The outgoing Chief Justice of India T S Thakur on Tuesday once again expressed concern over the lack of judges amid growing pendency of cases and asked the judiciary to be ready for future challenges to ensure that the nation remains an "inclusive society".

Justice Thakur, who served for almost a year as the 43rd CJI, dealt with a range of issues in his farewell address in the apex court premises and said there are as many as three crore cases pending cases in courts across the country and the issue has to be tackled efficiently given the paucity of judges.

Outgoing Chief Justice of India Justice TS Thakur is greeted with a shawl as CJI-designate Justice JS Khehar looks on, during a farewell ceremony in New Delhi on Tuesday
 

 

The farewell function organised by the SCBA saw the presence of most of the apex court judges and the senior lawyers of the Supreme Court. 

Here are some important excerpts from his farewell speech:

Importance of development and peace:

"It is not enough to build buildings and projects, it is more important to build institutions to ensure peace as nothing is possible without peace"

Outgoing Chief Justice of India Justice TS Thakur with CJI-designate Justice JS Khehar at his farewell ceremony in New Delhi on Tuesday
 

 

Challenges posed to the judiciary:

"The present has great challenges. We have three crore cases. We have problems of infrastructure. We have problems of judge strength being low... But please remember, we will have greater challenges in the future and that is what we have to be prepared for". 

"You will have very, very serious issues coming up in times not very far from now. You will have issues regarding cyber laws, medico-legal cases, genetics and privacy etc. You will have issues of making India an inclusive society." 

"The nation cannot progress unless judiciary also gets ready to handle the challenges that the development and progress bring with them". 

A file photo 

 

Advice to lawyers:

"We have seen the race for becoming a judge, efforts to become a judge and very recently the race for becoming a senior advocate. I have always felt that these distinctions should come to you uninvited. You must not invite them you must not ask for them. You must be considered deserving and suitable for such a distinction."

In a lighter vein:

"One amendment I would like to happen in the Constitution is to let the retired judges practice."

● **Extracted records**

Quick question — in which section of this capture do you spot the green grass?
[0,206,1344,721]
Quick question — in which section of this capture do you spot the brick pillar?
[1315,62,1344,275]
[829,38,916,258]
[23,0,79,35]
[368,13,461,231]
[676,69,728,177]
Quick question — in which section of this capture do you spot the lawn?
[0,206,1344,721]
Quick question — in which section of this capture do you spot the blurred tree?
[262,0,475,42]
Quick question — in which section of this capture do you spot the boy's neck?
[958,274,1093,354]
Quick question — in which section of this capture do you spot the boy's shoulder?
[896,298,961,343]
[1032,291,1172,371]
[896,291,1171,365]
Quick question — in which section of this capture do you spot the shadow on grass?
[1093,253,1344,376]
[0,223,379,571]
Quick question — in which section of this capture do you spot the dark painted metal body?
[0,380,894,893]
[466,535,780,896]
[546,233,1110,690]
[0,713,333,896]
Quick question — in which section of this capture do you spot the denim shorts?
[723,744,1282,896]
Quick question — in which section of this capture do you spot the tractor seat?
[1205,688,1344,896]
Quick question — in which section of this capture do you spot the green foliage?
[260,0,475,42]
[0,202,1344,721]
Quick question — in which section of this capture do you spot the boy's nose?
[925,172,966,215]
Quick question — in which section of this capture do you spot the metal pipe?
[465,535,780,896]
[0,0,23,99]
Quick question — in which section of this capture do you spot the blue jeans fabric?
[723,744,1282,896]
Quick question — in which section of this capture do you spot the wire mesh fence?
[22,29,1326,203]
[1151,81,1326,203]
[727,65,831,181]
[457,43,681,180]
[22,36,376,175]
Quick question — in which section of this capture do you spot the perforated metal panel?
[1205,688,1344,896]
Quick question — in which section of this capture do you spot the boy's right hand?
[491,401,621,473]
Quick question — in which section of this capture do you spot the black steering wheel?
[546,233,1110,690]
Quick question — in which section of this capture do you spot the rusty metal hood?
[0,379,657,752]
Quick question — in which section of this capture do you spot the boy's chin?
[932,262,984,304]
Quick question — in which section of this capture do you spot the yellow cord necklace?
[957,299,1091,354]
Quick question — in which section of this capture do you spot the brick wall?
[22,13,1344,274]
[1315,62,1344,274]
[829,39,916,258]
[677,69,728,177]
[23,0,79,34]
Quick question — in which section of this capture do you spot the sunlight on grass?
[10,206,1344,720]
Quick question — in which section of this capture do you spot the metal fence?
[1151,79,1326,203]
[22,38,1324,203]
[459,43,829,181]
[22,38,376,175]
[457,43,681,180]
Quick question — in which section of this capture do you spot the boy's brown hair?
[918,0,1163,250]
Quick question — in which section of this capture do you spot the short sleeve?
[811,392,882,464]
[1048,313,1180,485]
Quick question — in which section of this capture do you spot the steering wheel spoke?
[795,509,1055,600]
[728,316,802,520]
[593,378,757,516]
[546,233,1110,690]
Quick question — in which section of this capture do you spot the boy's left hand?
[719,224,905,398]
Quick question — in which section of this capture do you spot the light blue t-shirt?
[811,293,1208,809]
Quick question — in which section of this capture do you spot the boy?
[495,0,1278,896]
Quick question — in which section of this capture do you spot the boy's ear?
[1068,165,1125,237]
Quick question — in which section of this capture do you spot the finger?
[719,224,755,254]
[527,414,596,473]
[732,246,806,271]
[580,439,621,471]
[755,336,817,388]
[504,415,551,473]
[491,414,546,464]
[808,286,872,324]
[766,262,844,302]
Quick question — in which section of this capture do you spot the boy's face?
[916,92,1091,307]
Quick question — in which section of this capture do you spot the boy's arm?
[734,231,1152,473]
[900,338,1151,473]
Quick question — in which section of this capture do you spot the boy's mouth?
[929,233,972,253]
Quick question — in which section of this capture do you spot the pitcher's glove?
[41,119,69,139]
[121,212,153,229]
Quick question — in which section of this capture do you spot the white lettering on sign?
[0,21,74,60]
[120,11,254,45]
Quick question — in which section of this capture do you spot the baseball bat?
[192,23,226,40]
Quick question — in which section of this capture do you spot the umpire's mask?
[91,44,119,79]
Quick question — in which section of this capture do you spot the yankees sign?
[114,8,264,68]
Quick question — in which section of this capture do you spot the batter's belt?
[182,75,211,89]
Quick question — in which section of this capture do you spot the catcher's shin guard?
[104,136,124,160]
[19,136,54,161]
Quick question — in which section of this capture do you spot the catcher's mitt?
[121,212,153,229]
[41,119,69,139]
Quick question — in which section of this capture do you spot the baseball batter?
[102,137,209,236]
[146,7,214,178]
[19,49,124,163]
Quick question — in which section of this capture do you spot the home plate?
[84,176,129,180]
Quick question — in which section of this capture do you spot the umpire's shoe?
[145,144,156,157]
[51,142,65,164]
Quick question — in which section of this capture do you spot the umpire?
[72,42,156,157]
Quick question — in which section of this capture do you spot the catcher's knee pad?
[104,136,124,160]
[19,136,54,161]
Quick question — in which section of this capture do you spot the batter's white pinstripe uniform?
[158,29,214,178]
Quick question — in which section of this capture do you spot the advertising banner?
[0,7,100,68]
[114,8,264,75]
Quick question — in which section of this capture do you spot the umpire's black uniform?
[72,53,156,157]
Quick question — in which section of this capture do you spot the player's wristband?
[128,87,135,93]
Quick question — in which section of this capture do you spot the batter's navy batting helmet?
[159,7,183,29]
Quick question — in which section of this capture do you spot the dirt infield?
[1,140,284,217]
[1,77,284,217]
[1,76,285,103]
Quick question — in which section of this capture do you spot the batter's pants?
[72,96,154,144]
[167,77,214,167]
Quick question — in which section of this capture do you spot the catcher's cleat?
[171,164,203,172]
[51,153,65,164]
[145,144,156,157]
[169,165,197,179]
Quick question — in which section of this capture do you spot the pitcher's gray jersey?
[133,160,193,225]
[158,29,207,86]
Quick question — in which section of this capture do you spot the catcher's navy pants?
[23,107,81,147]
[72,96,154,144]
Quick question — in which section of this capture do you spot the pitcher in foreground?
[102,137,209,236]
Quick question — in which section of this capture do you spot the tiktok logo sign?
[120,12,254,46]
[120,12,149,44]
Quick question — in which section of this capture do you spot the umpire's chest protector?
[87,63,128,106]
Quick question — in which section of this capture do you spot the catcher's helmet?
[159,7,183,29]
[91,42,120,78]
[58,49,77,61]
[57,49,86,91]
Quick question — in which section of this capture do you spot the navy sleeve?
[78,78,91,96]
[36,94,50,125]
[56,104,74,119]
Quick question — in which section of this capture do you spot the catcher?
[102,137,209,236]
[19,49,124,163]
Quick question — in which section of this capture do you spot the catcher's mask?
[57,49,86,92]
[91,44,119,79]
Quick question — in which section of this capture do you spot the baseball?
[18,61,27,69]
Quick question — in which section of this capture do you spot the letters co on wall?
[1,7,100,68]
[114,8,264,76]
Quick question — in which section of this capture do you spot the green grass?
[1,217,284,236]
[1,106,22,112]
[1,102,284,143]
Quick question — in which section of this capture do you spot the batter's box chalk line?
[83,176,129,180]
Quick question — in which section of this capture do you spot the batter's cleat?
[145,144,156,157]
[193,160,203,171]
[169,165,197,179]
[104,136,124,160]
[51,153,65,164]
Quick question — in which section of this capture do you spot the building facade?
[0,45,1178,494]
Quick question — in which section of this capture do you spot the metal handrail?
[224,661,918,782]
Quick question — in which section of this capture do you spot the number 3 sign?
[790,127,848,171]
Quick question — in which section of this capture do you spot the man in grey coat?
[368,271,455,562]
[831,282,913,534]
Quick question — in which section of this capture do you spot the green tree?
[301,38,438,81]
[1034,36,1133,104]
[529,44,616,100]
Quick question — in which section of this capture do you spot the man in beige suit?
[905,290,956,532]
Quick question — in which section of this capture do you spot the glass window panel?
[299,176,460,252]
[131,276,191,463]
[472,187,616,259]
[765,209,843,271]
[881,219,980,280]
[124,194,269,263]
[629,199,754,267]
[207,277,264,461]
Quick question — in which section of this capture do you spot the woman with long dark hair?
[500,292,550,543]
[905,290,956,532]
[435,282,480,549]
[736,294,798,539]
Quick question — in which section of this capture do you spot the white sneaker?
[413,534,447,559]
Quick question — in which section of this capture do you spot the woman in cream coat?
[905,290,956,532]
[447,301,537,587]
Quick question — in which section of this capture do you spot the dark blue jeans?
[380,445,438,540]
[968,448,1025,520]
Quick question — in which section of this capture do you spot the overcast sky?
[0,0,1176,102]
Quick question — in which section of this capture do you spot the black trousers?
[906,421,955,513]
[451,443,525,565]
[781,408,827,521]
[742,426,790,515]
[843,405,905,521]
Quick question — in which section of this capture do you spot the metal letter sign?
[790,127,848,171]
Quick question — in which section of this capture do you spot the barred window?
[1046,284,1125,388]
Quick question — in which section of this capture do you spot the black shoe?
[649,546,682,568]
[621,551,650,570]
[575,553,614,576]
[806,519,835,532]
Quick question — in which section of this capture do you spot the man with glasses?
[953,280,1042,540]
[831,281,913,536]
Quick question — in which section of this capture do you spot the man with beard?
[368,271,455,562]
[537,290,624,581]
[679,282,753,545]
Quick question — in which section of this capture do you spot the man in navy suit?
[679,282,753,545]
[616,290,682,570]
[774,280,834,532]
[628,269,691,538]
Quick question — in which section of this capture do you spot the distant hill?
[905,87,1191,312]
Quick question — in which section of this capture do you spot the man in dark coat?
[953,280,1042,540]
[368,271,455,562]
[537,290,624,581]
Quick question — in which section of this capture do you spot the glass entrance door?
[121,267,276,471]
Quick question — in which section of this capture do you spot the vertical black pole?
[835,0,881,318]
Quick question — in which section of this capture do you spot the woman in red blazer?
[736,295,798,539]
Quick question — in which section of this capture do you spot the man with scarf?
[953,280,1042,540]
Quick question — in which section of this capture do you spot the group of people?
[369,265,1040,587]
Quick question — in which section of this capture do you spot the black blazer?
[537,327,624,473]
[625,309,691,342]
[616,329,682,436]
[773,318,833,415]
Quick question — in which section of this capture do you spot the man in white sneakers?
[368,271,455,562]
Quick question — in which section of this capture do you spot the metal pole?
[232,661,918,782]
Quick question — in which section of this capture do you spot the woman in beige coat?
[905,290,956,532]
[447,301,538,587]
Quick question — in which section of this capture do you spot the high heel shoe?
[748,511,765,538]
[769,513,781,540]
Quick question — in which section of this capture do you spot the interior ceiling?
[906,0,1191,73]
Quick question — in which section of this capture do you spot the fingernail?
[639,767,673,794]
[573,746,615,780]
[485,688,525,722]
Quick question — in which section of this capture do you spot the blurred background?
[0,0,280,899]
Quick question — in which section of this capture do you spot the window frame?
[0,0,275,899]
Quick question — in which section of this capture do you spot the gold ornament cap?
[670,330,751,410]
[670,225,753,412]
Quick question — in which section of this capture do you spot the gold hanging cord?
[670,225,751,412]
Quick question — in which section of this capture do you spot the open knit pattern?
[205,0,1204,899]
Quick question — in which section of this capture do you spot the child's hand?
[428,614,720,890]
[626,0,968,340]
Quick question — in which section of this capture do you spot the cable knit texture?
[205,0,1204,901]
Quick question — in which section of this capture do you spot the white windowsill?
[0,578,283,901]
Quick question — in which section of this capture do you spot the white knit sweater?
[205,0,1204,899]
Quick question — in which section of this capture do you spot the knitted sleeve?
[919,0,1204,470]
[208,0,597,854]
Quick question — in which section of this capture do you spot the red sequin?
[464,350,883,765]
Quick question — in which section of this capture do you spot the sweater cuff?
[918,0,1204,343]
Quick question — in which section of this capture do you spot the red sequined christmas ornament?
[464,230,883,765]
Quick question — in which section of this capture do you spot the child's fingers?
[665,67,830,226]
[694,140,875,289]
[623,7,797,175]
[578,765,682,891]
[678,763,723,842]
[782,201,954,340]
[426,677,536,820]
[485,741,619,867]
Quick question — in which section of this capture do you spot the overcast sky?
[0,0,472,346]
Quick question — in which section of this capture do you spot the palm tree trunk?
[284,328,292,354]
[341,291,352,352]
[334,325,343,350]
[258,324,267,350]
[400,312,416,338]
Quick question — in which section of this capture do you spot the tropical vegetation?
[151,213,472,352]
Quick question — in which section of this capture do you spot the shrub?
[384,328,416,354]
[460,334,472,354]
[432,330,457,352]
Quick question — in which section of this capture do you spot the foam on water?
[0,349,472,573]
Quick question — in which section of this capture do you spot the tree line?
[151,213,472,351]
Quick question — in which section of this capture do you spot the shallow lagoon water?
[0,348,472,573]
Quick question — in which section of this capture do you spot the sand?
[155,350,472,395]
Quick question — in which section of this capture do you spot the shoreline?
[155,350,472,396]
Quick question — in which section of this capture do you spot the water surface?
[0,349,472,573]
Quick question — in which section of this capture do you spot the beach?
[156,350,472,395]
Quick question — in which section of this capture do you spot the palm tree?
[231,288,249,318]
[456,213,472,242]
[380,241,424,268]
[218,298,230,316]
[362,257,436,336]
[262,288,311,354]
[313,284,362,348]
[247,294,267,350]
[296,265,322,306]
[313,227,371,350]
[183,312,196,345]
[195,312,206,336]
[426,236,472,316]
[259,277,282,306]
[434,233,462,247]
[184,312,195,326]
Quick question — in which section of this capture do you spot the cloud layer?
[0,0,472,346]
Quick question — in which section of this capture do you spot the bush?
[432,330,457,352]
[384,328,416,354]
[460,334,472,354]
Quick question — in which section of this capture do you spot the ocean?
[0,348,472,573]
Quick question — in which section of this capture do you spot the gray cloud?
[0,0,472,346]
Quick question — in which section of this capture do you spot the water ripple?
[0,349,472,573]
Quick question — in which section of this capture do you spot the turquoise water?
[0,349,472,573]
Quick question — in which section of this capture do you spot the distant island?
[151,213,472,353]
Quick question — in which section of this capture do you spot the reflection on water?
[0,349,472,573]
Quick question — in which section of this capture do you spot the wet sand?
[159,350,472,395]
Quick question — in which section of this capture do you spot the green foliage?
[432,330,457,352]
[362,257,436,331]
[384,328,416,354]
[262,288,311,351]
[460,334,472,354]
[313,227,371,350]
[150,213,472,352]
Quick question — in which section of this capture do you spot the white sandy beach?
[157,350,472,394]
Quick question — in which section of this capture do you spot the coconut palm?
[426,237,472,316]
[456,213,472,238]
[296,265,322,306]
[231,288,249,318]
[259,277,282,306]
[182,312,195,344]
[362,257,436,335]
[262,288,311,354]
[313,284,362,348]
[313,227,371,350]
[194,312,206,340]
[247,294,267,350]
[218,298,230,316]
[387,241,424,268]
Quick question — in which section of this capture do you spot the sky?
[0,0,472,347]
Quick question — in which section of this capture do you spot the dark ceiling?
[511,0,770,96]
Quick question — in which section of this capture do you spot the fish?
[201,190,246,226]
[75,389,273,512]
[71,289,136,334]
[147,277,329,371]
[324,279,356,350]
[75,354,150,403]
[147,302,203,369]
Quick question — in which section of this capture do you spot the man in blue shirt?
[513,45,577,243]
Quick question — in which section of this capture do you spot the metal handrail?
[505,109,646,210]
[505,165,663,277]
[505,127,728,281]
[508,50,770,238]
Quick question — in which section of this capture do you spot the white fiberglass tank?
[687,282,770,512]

● **WHAT NEEDS TO BE DONE**
Output the part of the farewell speech article between "The outgoing Chief" and "the Supreme Court.", inclusive, copied exactly.

● **RESPONSE TO THE TASK**
The outgoing Chief Justice of India T S Thakur on Tuesday once again expressed concern over the lack of judges amid growing pendency of cases and asked the judiciary to be ready for future challenges to ensure that the nation remains an "inclusive society".

Justice Thakur, who served for almost a year as the 43rd CJI, dealt with a range of issues in his farewell address in the apex court premises and said there are as many as three crore cases pending cases in courts across the country and the issue has to be tackled efficiently given the paucity of judges.

Outgoing Chief Justice of India Justice TS Thakur is greeted with a shawl as CJI-designate Justice JS Khehar looks on, during a farewell ceremony in New Delhi on Tuesday
 

 

The farewell function organised by the SCBA saw the presence of most of the apex court judges and the senior lawyers of the Supreme Court.